● **目的 1**:
下にある起業についての文章のうち、「指数関数的に性能が上昇してい」から「かもしれない、という点です。」までを、その両端も含めて一字一句そのまま書き写してください。

指数関数的に性能が上昇していたり、コストが下がっている領域は、一般の人が気づかない間に一気に変化しており、恐らくその急激な変化に真っ先に気付けるのは専門家です。たとえば、音声入力が急激に盛り上がっていて音声データが増えているので、10 年後には音声検索が重要になると予測してスタートアップの領域を選ぶといったようなものは一例として言えるかもしれません。

そしてもうひとつは、専門性を他のドメインに適用することで新たな問題が解決できるかもしれない、という点です。

なので Paul Graham は、Computer Science 専攻の人が起業したい場合は、アントレプレナーシップの講義などは取らずに、他のドメイン(例えば生物学)の講義を学ぶことをお勧めしています。ど異様に、ソフトウェアやハードウェア企業のインターンに行かずに他の領域のインターン(たとえばバイオテック企業)に行けばいい、と書いていたりします。

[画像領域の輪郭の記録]
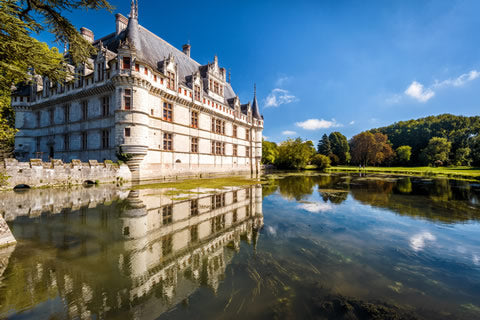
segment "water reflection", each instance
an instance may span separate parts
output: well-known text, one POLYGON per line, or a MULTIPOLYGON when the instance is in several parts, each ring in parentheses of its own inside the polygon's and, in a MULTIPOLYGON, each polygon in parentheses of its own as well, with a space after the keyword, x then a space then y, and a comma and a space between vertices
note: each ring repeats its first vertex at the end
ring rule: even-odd
POLYGON ((260 187, 181 200, 31 190, 2 208, 19 241, 0 253, 0 314, 11 318, 156 318, 199 287, 216 292, 241 239, 255 245, 263 225, 260 187))

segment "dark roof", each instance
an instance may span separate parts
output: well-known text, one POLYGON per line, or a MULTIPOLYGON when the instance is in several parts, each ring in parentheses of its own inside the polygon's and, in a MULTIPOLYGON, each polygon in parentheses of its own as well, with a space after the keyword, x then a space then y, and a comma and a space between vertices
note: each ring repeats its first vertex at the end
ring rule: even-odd
MULTIPOLYGON (((135 47, 137 59, 157 70, 160 70, 163 61, 172 55, 177 63, 179 81, 183 85, 187 84, 187 77, 196 71, 203 73, 208 69, 208 65, 200 65, 197 61, 183 53, 183 51, 180 51, 153 32, 139 25, 137 19, 132 17, 128 19, 128 26, 125 30, 118 35, 108 35, 101 40, 108 50, 118 52, 120 42, 126 38, 135 47)), ((236 96, 230 83, 225 85, 224 93, 227 100, 236 96)))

● **目的 2**:
上の記録の最初から「POLYGON ((260 187, 181」を含む行まで(両端を含む)について、「water reflection」を「surface reflection」に書き換え、それ以外は何も変えずにその行だけを出してください。画像は答えに入れないでください。

● **回答全文 1**:
指数関数的に性能が上昇していたり、コストが下がっている領域は、一般の人が気づかない間に一気に変化しており、恐らくその急激な変化に真っ先に気付けるのは専門家です。たとえば、音声入力が急激に盛り上がっていて音声データが増えているので、10 年後には音声検索が重要になると予測してスタートアップの領域を選ぶといったようなものは一例として言えるかもしれません。

そしてもうひとつは、専門性を他のドメインに適用することで新たな問題が解決できるかもしれない、という点です。

● **回答全文 2**:
segment "surface reflection", each instance
an instance may span separate parts
output: well-known text, one POLYGON per line, or a MULTIPOLYGON when the instance is in several parts, each ring in parentheses of its own inside the polygon's and, in a MULTIPOLYGON, each polygon in parentheses of its own as well, with a space after the keyword, x then a space then y, and a comma and a space between vertices
note: each ring repeats its first vertex at the end
ring rule: even-odd
POLYGON ((260 187, 181 200, 31 190, 2 208, 19 241, 0 253, 0 314, 11 318, 156 318, 199 287, 216 292, 241 239, 255 245, 263 225, 260 187))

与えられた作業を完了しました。